## TASK DETAILS:
Rewrite all of the rows below as one numbered list, leaving out any blank lines.

____ THE INPUT

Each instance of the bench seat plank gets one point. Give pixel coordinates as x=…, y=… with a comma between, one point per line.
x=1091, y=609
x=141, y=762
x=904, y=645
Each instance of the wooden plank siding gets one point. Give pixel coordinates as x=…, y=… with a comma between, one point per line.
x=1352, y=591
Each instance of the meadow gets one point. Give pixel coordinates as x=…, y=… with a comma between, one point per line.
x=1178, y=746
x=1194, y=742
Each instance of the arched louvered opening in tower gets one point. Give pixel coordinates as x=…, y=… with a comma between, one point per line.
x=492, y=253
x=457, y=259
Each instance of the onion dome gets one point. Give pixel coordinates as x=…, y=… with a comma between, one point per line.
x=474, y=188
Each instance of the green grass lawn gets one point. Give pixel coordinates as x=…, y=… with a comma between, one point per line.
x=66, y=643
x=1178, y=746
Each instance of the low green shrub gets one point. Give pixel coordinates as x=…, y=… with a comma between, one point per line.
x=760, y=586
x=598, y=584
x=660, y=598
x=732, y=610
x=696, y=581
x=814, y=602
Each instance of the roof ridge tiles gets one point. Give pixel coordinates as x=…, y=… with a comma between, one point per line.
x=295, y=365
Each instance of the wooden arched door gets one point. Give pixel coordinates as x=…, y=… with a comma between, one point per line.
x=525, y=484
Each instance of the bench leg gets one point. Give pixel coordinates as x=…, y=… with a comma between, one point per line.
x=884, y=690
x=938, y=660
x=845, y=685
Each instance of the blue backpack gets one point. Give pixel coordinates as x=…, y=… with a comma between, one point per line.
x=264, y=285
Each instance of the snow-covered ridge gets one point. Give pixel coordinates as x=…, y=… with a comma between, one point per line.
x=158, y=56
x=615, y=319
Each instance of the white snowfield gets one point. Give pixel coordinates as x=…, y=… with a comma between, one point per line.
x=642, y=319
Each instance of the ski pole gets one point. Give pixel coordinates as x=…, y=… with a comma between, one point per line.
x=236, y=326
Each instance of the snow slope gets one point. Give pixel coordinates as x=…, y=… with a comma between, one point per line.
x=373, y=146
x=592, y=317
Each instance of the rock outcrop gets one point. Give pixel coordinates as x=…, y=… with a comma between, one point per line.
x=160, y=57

________

## SOLUTION TO THE EXERCISE:
1. Each instance of the bench seat plank gets one point. Give pixel coordinates as x=…, y=… with a comma between, one point per line.
2. x=1091, y=609
3. x=141, y=762
4. x=904, y=645
5. Each instance of the wooden plank siding gets one point. Give pixel coordinates as x=…, y=… with a comma between, one point per line.
6. x=1352, y=591
7. Each instance of the meadow gets one point. Give pixel coordinates as x=…, y=… with a comma between, one point per line.
8. x=1178, y=746
9. x=1194, y=742
10. Each instance of the arched louvered opening in tower gets one point. Give pixel coordinates as x=…, y=… with a comma between, one point per line.
11. x=492, y=253
12. x=457, y=259
13. Each instance of the onion dome gets one point. Give pixel coordinates as x=…, y=… with a comma between, one point per line.
14. x=474, y=188
15. Each instance of the green grass lawn gets one point. Give pixel coordinates as x=…, y=… with a comma between, one point per line.
16. x=66, y=643
17. x=1178, y=746
18. Each instance of the low green shrub gets one point. Give pixel coordinates as x=…, y=… with a comma between, one point per line.
19. x=760, y=586
20. x=598, y=584
21. x=660, y=598
22. x=732, y=610
23. x=696, y=581
24. x=814, y=602
25. Each instance of the roof ridge tiles gets one point. Give pixel coordinates as x=…, y=… with a comma between, one point per line.
26. x=295, y=365
27. Each instance of the wooden arched door gets one point. Give pixel coordinates as x=…, y=… with a comma between, one point per line.
28. x=525, y=484
29. Each instance of the bench leg gets one point. Give pixel coordinates as x=…, y=… with a comma between, one point per line.
30. x=884, y=690
31. x=938, y=660
32. x=845, y=685
33. Each instance of the blue backpack gets one point. Give pixel coordinates as x=…, y=… with a comma between, one point per line.
34. x=264, y=285
35. Each instance of the snow-covered ridge gets one point. Give pixel coordinates as x=…, y=… with a comma between, one point per line.
36. x=158, y=56
37. x=615, y=319
38. Each instance of the white snowfield gets one point. Give pixel coordinates as x=…, y=… with a comma between, one point per line.
39. x=642, y=319
40. Each instance of the ski pole gets one point. Give pixel coordinates as x=…, y=… with a comma between, one point per line.
41. x=236, y=326
42. Each instance of the snow slope gets one point. Give pixel coordinates as x=…, y=… with a comma between, one point per line.
43. x=373, y=146
44. x=592, y=317
45. Each instance of the rock outcrop gets one point. Give pixel coordinates as x=…, y=… with a comma between, one point per line.
46. x=160, y=57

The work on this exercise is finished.